▸ WORK ORDER:
Return only what lies between the first line of the entries and the line containing "Target: green painted wood trim", both lines included.

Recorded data

━━━━━━

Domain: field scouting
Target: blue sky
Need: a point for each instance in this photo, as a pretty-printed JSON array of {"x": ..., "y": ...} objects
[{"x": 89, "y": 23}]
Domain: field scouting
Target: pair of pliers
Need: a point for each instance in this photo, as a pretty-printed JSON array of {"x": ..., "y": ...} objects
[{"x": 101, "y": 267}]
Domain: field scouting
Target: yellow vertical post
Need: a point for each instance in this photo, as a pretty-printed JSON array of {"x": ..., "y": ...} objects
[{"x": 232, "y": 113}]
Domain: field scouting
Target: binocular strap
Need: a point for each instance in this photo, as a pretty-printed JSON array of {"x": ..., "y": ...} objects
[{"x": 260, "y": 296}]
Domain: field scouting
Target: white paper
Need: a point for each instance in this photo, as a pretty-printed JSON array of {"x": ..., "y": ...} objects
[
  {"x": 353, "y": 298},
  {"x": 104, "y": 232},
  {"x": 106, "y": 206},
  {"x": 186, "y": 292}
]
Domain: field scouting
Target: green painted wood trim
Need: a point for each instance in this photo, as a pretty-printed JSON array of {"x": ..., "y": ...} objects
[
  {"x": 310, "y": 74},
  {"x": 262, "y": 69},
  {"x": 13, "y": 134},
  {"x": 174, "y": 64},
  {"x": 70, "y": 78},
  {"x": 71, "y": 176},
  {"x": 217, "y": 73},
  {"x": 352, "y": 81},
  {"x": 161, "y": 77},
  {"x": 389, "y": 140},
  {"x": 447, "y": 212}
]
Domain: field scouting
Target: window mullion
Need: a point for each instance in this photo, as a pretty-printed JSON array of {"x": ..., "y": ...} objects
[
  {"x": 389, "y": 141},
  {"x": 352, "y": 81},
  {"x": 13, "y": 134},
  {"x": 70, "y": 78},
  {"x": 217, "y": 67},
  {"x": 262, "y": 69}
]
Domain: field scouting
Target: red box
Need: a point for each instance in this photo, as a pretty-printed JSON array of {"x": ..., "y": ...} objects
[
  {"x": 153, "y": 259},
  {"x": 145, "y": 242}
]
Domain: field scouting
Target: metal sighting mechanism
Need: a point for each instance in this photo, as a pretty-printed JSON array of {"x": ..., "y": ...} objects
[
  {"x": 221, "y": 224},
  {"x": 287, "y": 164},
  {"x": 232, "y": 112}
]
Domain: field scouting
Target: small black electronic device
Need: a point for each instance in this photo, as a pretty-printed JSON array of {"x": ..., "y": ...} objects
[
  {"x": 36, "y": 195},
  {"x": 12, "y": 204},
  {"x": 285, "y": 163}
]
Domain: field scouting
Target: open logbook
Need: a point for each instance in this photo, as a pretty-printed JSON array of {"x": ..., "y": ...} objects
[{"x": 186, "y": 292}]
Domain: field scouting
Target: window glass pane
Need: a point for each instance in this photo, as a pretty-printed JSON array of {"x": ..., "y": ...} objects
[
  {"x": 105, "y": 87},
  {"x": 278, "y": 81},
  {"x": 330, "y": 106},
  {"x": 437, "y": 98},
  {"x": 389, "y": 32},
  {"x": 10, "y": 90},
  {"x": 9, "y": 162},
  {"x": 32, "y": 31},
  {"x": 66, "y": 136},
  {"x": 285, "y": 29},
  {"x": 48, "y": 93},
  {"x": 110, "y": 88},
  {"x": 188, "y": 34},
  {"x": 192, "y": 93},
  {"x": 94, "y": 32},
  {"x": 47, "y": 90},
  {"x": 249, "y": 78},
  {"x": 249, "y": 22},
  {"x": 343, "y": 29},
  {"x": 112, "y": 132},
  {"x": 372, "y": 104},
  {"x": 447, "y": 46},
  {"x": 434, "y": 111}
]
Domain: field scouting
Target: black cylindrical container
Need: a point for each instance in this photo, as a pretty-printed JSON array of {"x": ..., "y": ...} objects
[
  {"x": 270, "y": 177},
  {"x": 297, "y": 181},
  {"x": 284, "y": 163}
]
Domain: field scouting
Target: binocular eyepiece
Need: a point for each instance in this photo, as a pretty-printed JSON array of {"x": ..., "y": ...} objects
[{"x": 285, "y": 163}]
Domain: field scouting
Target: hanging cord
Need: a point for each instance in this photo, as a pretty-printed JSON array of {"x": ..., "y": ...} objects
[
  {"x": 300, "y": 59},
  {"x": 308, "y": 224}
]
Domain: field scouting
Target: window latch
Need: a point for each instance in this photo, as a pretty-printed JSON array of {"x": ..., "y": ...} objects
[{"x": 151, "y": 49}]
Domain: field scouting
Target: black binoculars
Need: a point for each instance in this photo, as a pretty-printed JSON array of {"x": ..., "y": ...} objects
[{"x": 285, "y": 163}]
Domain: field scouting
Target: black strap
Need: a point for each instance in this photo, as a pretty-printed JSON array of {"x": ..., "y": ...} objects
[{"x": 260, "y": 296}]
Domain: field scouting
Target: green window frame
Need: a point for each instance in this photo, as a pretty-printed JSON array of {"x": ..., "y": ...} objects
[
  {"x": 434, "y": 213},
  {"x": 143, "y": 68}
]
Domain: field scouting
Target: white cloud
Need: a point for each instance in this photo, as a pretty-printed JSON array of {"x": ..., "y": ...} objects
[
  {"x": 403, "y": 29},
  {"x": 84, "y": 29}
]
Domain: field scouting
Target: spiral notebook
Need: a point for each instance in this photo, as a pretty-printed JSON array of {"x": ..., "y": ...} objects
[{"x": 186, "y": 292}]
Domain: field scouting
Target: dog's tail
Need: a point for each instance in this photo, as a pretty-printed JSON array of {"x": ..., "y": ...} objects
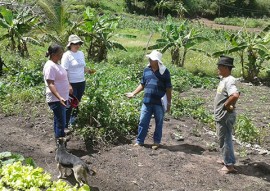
[
  {"x": 92, "y": 172},
  {"x": 89, "y": 171}
]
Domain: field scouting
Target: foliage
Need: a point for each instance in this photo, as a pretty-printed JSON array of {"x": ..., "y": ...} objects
[
  {"x": 16, "y": 176},
  {"x": 203, "y": 8},
  {"x": 105, "y": 112},
  {"x": 245, "y": 130},
  {"x": 254, "y": 46},
  {"x": 57, "y": 20},
  {"x": 175, "y": 38},
  {"x": 98, "y": 30},
  {"x": 18, "y": 26}
]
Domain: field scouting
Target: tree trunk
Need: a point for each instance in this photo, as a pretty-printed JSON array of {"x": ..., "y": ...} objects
[
  {"x": 183, "y": 58},
  {"x": 1, "y": 66}
]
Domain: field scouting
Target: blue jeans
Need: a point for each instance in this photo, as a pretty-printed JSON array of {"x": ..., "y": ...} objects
[
  {"x": 146, "y": 113},
  {"x": 78, "y": 91},
  {"x": 224, "y": 132},
  {"x": 59, "y": 123}
]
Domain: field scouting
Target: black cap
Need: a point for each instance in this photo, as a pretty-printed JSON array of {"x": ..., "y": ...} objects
[{"x": 226, "y": 61}]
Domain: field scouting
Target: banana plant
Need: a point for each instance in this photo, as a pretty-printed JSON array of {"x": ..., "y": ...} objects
[
  {"x": 178, "y": 38},
  {"x": 160, "y": 6},
  {"x": 99, "y": 30},
  {"x": 18, "y": 27},
  {"x": 252, "y": 49},
  {"x": 57, "y": 23}
]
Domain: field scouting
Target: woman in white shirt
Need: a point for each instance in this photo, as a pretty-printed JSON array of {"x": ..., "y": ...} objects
[
  {"x": 74, "y": 63},
  {"x": 57, "y": 88}
]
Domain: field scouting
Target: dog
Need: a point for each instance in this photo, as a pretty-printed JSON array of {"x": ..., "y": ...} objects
[{"x": 67, "y": 160}]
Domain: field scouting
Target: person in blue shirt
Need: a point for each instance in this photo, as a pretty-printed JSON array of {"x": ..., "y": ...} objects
[{"x": 156, "y": 83}]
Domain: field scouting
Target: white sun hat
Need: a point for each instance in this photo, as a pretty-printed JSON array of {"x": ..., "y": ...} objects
[
  {"x": 155, "y": 55},
  {"x": 74, "y": 39}
]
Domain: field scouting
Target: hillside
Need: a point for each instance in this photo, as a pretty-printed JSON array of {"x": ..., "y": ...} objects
[{"x": 188, "y": 164}]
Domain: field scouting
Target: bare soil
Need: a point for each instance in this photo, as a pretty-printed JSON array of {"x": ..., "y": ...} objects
[{"x": 187, "y": 164}]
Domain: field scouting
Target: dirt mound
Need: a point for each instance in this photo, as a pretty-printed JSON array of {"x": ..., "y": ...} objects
[{"x": 186, "y": 161}]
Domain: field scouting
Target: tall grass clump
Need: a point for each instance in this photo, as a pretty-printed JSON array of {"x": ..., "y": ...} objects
[{"x": 106, "y": 114}]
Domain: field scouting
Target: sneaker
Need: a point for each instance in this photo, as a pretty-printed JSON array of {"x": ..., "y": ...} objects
[
  {"x": 68, "y": 131},
  {"x": 155, "y": 146},
  {"x": 138, "y": 144}
]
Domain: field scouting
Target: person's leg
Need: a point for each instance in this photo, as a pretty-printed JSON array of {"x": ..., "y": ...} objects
[
  {"x": 227, "y": 149},
  {"x": 80, "y": 88},
  {"x": 159, "y": 116},
  {"x": 59, "y": 112},
  {"x": 78, "y": 91},
  {"x": 145, "y": 117}
]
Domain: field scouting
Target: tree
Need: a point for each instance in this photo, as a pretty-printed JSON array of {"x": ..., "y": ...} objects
[
  {"x": 18, "y": 25},
  {"x": 98, "y": 30},
  {"x": 251, "y": 48},
  {"x": 160, "y": 6},
  {"x": 57, "y": 22},
  {"x": 176, "y": 38}
]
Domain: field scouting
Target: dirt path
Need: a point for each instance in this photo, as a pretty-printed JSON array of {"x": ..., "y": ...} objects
[{"x": 180, "y": 165}]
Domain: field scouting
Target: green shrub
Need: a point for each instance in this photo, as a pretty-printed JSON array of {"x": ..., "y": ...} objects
[{"x": 106, "y": 114}]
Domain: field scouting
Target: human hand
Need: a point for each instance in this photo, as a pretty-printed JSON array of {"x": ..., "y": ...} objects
[
  {"x": 168, "y": 108},
  {"x": 228, "y": 107},
  {"x": 92, "y": 71},
  {"x": 130, "y": 95},
  {"x": 70, "y": 90},
  {"x": 63, "y": 102}
]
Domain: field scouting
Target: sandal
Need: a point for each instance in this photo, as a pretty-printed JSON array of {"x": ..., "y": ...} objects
[
  {"x": 228, "y": 170},
  {"x": 220, "y": 162}
]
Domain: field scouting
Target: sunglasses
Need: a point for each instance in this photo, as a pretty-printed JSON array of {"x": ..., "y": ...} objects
[{"x": 78, "y": 43}]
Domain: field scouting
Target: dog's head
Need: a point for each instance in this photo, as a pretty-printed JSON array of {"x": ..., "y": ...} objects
[{"x": 62, "y": 141}]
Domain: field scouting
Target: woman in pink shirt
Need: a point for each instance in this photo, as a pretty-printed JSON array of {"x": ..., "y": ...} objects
[{"x": 57, "y": 88}]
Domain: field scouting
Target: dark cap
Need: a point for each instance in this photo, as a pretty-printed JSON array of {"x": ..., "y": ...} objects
[{"x": 226, "y": 61}]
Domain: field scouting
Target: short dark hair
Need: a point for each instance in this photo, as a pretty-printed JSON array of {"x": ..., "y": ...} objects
[{"x": 53, "y": 49}]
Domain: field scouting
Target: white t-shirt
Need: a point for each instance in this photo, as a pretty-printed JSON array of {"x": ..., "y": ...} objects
[
  {"x": 74, "y": 63},
  {"x": 58, "y": 74},
  {"x": 226, "y": 87}
]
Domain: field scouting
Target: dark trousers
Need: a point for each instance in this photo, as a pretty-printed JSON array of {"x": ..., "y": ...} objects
[
  {"x": 59, "y": 123},
  {"x": 78, "y": 91}
]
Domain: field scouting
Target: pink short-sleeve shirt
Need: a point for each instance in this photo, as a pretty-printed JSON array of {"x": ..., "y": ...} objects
[{"x": 58, "y": 74}]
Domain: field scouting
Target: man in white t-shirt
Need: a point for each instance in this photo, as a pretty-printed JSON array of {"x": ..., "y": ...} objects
[
  {"x": 74, "y": 62},
  {"x": 224, "y": 112}
]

━━━━━━

▸ TASK RESPONSE:
Domain: field scouting
Target: blue sky
Need: a point for each instance in this photo, as a pretty-printed JSON array of {"x": ..., "y": ...} objects
[{"x": 89, "y": 23}]
Domain: field scouting
Target: pair of pliers
Need: a point for each instance in this photo, as a pretty-printed JSON array of {"x": ..., "y": ...} objects
[{"x": 101, "y": 267}]
Domain: field scouting
Target: yellow vertical post
Need: a point for each instance in this photo, as a pretty-printed JSON array of {"x": ..., "y": ...} objects
[{"x": 232, "y": 113}]
Domain: field scouting
Target: binocular strap
Need: a point for each instance in this photo, as a pretty-printed JSON array of {"x": ..., "y": ...} objects
[{"x": 260, "y": 296}]
Domain: field scouting
Target: white paper
Need: a point for each instance in this photo, as a pretty-printed JSON array of {"x": ..., "y": ...} objects
[
  {"x": 353, "y": 298},
  {"x": 104, "y": 232},
  {"x": 106, "y": 206},
  {"x": 186, "y": 292}
]
Domain: field scouting
Target: green painted wood trim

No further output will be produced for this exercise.